-- Text excerpt follows --

- Born: June 24, 1944 Augusta, Arkansas, U.S.
- Died: June 1, 2015 (aged 70) Chicago, Illinois, U.S.
- Occupations: Pitmaster and restaurateur
- Known for: Opening Uncle John's BBQ
- Spouse: Shirley Sevier

= Mack Sevier =

American pitmaster and restauranteur

Mack Sevier (1944-2015) was an American pitmaster and restaurateur known for opening Uncle John's BBQ and being pitmaster of Barbara Ann's Bar-B-Que.

== Biography ==
Mack Sevier was born on June 24, 1944 in Augusta, Arkansas. His mother was a restaurant cook, and he had four brothers and a sister. After graduating high school, Sevier moved to St. Louis, Missouri but he decided to move north, eventually going to Chicago in the early 1960s. He worked as a meatpacker at a meatpacking factory in Chicago for almost a decade and opened his own butcher shop, Honda Poultry & Meats, in 1971. He also practiced backyard barbecuing as a passion.

He supplied meats to many famous South Side restaurants, including Harold's Chicken Shack and Mumbo Bar-B-Que. In the late 1980s, Sevier decided to quit the butcher business and become an apprentice pitmaster.

Sevier first worked as pitmaster at Barbara Ann's Bar-B-Que, before leaving to open Uncle John's BBQ. Sevier is known for his trademark use of the aquarium smoker, a staple of Chicago barbecue. His preparation of rib tips and hot links, the latter of which were made with a proprietary recipe, became famous.

-- Text excerpt concluded --
-- Raw data follows --

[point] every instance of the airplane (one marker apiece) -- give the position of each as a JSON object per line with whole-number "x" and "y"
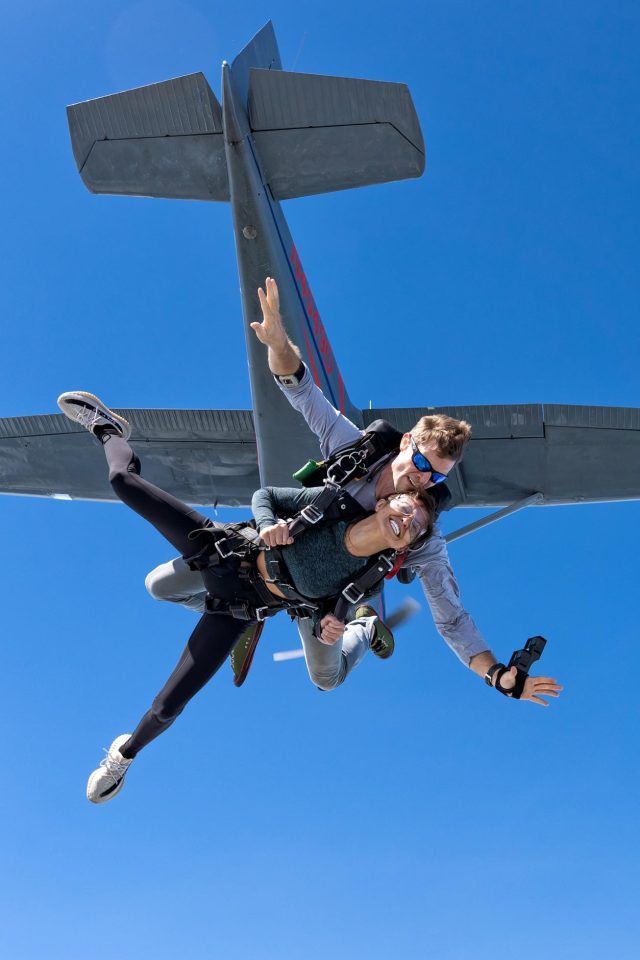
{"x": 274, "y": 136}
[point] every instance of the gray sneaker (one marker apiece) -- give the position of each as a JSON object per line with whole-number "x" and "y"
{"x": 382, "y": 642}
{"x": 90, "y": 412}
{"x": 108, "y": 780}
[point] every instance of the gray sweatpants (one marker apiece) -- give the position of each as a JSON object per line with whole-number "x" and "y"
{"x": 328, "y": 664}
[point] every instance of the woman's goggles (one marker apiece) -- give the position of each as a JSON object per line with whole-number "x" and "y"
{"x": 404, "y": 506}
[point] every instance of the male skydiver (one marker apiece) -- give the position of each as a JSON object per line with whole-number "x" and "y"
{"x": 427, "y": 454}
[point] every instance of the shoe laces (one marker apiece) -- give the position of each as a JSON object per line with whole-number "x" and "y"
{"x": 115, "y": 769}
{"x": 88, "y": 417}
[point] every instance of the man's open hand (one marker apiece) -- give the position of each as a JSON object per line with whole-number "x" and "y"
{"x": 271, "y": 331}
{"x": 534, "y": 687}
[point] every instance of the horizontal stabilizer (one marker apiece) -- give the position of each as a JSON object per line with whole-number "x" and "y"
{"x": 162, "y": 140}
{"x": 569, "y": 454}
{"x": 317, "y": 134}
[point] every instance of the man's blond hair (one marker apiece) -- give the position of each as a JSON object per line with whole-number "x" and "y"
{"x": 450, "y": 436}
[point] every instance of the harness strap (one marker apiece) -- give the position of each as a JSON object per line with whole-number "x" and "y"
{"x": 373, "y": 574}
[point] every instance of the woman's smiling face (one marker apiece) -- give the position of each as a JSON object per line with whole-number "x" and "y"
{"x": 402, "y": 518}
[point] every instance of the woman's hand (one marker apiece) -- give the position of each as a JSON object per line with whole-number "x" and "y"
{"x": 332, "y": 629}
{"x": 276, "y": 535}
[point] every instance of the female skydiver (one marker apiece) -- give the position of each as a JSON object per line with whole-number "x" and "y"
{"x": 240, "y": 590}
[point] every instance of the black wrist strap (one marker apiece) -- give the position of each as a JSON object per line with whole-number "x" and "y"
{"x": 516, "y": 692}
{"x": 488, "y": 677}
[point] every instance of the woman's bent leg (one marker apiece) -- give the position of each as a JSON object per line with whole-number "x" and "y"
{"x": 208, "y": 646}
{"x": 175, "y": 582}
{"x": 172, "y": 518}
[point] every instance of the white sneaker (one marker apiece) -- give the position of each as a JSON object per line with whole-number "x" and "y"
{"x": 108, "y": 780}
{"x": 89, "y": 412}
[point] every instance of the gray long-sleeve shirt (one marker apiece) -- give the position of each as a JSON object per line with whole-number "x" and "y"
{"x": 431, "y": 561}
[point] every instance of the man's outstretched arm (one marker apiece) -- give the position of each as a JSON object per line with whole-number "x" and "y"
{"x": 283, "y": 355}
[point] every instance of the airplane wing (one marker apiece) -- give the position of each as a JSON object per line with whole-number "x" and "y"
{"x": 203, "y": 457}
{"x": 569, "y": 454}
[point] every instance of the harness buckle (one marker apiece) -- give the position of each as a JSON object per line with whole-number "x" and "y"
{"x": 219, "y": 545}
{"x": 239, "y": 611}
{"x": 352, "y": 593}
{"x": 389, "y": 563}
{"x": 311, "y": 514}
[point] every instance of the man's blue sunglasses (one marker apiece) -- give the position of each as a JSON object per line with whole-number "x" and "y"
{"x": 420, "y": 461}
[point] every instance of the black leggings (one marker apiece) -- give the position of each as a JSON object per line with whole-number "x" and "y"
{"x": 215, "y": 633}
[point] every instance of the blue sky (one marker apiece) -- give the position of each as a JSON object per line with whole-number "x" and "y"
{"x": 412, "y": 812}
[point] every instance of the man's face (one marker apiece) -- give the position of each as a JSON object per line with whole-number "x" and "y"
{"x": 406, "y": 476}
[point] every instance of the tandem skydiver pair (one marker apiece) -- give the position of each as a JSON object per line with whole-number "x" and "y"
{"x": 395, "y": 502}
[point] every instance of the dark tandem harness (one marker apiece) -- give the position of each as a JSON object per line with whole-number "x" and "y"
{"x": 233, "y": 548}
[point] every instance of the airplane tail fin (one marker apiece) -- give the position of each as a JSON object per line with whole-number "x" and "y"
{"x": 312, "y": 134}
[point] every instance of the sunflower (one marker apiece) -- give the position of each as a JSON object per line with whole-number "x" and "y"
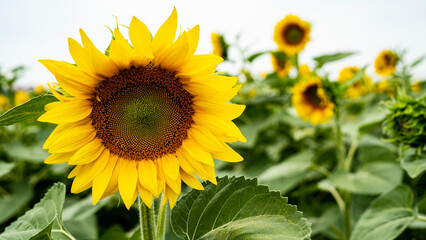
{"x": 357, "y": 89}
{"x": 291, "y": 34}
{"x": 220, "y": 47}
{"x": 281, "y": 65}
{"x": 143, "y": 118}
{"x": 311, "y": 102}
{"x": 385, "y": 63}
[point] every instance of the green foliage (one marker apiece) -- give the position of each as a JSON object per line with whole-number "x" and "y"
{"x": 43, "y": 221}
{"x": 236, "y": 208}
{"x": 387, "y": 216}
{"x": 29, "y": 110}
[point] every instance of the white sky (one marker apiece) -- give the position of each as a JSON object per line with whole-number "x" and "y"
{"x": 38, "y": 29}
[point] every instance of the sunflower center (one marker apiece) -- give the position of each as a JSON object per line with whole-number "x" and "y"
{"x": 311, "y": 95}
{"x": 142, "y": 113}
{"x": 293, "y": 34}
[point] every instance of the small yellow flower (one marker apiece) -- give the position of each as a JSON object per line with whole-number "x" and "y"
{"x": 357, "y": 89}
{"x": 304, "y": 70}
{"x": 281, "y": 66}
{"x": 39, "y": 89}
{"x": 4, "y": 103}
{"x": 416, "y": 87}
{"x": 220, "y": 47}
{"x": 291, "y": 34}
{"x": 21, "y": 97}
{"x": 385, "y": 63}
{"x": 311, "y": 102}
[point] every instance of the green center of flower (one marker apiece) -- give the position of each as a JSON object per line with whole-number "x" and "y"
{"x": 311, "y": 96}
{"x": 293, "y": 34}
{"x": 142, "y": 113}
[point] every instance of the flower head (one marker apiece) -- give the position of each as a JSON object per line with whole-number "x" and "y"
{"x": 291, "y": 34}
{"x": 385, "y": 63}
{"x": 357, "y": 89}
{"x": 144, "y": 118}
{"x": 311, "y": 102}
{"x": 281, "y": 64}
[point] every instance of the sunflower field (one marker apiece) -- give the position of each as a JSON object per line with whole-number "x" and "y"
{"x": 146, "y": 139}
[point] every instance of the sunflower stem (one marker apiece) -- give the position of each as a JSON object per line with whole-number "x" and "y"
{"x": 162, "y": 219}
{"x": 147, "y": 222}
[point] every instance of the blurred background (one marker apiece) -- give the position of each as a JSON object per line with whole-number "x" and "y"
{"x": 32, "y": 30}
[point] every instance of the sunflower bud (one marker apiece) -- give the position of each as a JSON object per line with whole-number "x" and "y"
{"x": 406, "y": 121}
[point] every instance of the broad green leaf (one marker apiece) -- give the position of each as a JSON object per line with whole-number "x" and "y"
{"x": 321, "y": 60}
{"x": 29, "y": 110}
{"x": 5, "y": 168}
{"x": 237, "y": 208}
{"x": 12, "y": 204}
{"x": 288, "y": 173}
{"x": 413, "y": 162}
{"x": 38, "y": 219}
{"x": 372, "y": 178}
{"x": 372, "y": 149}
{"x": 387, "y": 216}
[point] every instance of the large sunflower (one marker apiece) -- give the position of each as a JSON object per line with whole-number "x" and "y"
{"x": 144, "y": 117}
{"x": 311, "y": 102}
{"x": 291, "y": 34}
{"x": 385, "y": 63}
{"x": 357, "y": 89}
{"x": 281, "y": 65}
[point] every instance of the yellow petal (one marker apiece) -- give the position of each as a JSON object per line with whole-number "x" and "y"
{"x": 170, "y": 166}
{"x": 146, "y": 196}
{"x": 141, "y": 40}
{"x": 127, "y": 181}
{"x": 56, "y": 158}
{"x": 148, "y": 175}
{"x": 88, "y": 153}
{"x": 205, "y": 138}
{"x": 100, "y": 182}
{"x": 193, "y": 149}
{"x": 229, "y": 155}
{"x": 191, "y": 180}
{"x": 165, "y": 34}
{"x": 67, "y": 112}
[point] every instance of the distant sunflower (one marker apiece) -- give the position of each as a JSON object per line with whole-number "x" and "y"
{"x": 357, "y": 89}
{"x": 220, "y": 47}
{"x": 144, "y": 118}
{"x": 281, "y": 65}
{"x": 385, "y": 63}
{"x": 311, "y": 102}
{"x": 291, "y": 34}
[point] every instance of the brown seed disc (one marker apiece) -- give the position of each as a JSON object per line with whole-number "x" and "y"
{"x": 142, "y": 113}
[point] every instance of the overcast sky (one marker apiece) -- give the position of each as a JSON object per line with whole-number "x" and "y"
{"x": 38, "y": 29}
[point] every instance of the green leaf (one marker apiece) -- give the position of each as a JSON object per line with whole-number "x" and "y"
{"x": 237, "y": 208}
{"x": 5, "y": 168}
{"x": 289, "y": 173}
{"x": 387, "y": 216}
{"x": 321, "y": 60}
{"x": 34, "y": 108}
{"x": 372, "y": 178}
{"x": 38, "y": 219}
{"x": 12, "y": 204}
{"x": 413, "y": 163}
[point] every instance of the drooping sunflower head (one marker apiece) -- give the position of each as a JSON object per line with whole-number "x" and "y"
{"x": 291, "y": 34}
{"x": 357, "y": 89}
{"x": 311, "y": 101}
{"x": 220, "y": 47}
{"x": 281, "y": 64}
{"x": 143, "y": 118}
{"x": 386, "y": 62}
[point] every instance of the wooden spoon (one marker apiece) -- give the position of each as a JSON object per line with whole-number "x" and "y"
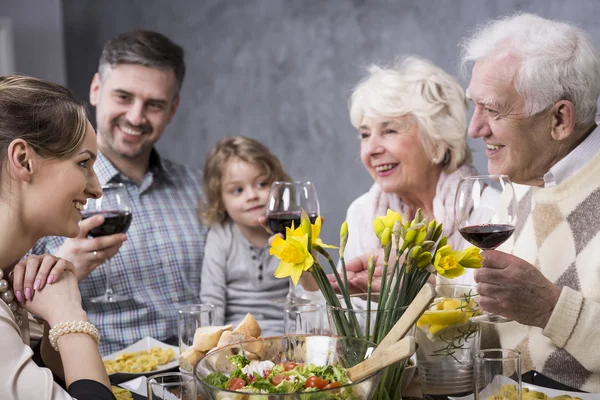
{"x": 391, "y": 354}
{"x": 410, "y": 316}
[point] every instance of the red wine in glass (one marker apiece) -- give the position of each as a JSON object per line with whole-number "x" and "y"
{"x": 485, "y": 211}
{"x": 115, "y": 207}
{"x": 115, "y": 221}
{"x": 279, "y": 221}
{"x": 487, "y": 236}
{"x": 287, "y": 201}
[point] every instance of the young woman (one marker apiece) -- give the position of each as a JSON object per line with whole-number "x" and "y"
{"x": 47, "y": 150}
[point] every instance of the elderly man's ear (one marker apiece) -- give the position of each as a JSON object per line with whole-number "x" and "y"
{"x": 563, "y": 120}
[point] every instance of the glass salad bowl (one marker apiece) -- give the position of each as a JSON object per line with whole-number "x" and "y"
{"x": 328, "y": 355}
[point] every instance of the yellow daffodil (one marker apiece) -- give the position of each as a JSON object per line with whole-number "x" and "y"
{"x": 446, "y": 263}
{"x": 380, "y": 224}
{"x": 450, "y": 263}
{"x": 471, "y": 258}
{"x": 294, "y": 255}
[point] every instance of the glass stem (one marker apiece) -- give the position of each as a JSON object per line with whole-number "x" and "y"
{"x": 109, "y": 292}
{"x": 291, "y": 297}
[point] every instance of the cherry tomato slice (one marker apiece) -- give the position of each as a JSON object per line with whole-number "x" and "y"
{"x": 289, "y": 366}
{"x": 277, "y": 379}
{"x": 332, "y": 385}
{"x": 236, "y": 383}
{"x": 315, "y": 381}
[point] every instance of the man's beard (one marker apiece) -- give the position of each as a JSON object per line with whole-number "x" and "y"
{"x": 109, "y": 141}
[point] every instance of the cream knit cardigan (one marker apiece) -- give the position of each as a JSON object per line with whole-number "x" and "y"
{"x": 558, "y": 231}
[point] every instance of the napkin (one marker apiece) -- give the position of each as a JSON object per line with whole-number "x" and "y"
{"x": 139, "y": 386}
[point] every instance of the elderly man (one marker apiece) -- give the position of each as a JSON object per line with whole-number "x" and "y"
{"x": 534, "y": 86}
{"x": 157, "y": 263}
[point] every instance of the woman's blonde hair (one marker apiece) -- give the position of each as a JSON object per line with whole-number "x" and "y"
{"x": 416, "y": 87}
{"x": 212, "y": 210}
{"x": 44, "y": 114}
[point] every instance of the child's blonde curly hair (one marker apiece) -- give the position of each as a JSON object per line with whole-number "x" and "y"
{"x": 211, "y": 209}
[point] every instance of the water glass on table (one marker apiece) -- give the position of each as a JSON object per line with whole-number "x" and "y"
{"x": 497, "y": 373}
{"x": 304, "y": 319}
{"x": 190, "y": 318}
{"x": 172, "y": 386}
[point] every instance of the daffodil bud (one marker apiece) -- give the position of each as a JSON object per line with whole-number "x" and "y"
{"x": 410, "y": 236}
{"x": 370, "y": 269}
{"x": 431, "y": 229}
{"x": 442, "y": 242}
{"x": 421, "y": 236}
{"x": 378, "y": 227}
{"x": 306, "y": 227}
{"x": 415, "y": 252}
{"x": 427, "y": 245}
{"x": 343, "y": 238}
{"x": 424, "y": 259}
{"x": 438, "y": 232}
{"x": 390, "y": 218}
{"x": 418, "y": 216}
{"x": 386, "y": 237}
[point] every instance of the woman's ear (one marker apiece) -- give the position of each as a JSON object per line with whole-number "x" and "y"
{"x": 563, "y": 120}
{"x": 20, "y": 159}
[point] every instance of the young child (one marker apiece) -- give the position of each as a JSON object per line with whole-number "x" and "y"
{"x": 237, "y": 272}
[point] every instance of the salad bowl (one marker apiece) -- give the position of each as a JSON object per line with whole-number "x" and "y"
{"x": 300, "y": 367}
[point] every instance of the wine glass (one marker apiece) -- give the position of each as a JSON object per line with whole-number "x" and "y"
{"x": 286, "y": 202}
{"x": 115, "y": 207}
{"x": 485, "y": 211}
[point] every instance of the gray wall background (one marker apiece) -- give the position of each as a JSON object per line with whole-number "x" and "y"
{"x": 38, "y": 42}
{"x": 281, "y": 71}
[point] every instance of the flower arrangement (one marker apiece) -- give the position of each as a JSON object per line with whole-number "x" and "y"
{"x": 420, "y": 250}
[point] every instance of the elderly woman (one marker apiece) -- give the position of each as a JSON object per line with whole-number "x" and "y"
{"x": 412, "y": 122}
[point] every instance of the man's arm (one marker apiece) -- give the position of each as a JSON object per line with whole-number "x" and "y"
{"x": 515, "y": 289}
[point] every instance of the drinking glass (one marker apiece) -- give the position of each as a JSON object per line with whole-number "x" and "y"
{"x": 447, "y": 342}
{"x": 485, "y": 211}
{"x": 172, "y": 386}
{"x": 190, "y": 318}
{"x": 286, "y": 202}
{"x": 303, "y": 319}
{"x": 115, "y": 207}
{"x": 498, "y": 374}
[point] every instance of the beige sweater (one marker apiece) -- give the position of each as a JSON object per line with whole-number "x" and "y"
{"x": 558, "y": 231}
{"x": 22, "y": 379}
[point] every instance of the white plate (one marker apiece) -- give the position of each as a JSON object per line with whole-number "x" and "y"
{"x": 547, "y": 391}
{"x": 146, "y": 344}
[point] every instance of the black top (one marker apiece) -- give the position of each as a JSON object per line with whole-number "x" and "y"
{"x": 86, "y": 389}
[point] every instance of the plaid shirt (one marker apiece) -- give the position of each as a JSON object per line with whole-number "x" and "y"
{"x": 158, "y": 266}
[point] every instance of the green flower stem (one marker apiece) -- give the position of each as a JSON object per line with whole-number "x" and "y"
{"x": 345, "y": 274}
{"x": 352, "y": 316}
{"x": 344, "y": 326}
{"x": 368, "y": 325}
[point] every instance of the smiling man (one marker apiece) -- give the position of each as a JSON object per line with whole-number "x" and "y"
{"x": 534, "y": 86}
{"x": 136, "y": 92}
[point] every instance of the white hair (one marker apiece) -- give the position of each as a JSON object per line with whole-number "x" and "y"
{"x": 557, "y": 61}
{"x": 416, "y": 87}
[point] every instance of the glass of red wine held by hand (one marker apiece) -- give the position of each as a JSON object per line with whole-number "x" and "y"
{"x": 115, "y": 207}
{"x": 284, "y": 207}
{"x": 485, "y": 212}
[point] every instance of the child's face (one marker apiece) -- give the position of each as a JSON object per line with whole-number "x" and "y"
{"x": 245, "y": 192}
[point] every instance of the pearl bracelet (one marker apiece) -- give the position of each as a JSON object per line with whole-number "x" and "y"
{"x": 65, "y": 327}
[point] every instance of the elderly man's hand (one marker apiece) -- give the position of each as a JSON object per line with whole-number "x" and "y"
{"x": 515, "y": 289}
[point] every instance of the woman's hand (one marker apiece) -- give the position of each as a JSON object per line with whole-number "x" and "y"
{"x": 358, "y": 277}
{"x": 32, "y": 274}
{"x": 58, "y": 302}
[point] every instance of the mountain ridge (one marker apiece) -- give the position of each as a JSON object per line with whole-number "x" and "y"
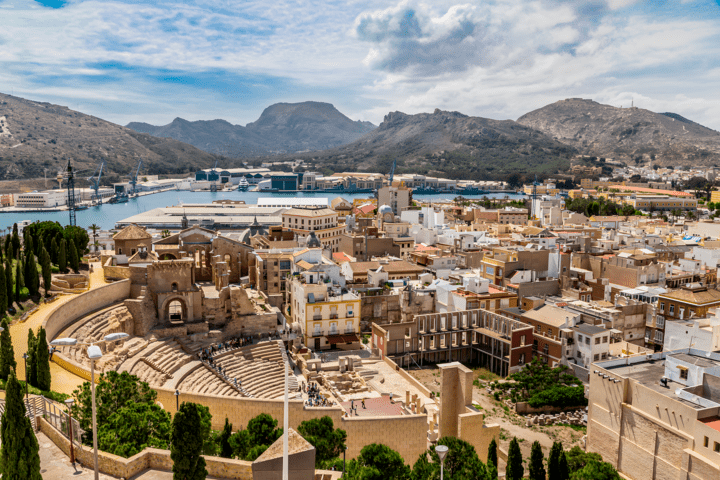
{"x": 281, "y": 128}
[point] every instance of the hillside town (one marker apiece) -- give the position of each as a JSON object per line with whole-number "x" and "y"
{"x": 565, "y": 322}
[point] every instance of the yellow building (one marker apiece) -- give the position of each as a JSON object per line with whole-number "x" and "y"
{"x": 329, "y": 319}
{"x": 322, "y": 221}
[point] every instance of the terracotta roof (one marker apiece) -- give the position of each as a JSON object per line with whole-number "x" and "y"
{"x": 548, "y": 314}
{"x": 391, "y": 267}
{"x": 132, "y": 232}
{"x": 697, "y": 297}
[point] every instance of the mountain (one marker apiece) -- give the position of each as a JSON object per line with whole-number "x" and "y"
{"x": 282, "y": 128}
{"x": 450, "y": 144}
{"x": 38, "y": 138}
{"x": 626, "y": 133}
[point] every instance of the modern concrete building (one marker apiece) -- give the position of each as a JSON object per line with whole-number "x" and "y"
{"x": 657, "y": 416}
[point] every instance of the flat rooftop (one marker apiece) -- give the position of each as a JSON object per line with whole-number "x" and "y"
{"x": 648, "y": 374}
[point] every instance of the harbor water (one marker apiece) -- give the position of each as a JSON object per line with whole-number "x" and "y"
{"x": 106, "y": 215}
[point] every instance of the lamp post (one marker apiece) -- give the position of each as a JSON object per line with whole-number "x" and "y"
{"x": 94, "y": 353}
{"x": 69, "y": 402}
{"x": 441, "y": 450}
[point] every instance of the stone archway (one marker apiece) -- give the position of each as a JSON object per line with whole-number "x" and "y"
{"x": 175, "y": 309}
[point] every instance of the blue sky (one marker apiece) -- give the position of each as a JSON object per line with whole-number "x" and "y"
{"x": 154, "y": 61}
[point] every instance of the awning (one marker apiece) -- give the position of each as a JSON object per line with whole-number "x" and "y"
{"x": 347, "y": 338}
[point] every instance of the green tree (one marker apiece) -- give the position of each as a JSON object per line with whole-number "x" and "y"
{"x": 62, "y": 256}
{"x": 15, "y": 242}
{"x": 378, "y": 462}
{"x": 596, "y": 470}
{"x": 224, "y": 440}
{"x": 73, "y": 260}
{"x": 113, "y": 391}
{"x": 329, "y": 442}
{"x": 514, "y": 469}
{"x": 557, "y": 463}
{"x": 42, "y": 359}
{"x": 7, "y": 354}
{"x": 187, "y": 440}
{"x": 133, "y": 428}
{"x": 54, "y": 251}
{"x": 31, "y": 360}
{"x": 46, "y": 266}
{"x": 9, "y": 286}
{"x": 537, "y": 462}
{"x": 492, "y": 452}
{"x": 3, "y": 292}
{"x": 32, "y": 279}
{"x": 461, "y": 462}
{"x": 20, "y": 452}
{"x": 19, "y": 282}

-- Raw data concluded --

## Check your understanding:
1 > Summarize the Mack Sevier biography in two sentences.
2 > Write the next part of the Mack Sevier biography, picking up after its final sentence.

## Your responses:
1 > Mack Sevier, born in Augusta, Arkansas, in 1944, moved to Chicago in the early 1960s, worked there as a meatpacker for almost a decade, and opened his own butcher shop, Honda Poultry & Meats, in 1971. In the late 1980s he quit the butcher business to become a pitmaster, working at Barbara Ann's Bar-B-Que before opening Uncle John's BBQ, and he became known for his use of the aquarium smoker and for his rib tips and hot links.

2 >
Sevier was regarded as one of the best pitmasters in Chicago. Kevin Pang of Chicago Tribune called Sevier "the patron saint of South Side Chicago barbecue". Writing for Saveur, Kevin Pang called him "Chicago's king of the hot link". Hunter Owens of Saveur wrote that "If someone were to carve a Mount Rushmore of Chicago barbecue pitmasters," Sevier's face would be included. Pitmaster Gary Wiviott said that Sevier was an "artist" whose "medium was fire and meat." Pitmaster Garry Kennebrew, Sevier's former apprentice, later described him as "the Michael Jordan of Chicago barbecue".

Sevier retired in 2013 at age 68 because of health issues, including heart problems and diabetes which cost him the use of his fingers. After his retirement, he continued to cook for fundraisers and church picnics. He died of complications including heart and kidney failure at Holy Cross Hospital on June 1, 2015.

== Personal life ==
Mack was married to Shirley Sevier for 49 years, until his death in 2015. At one point, he was a deacon at his church. Mack, a "gentle hulk", stood 6'3 and weighed over 300 pounds, with a reputation for a "herculean" handshake. He was described as being "shaped like a defensive tackle with an ever present Kangol hat."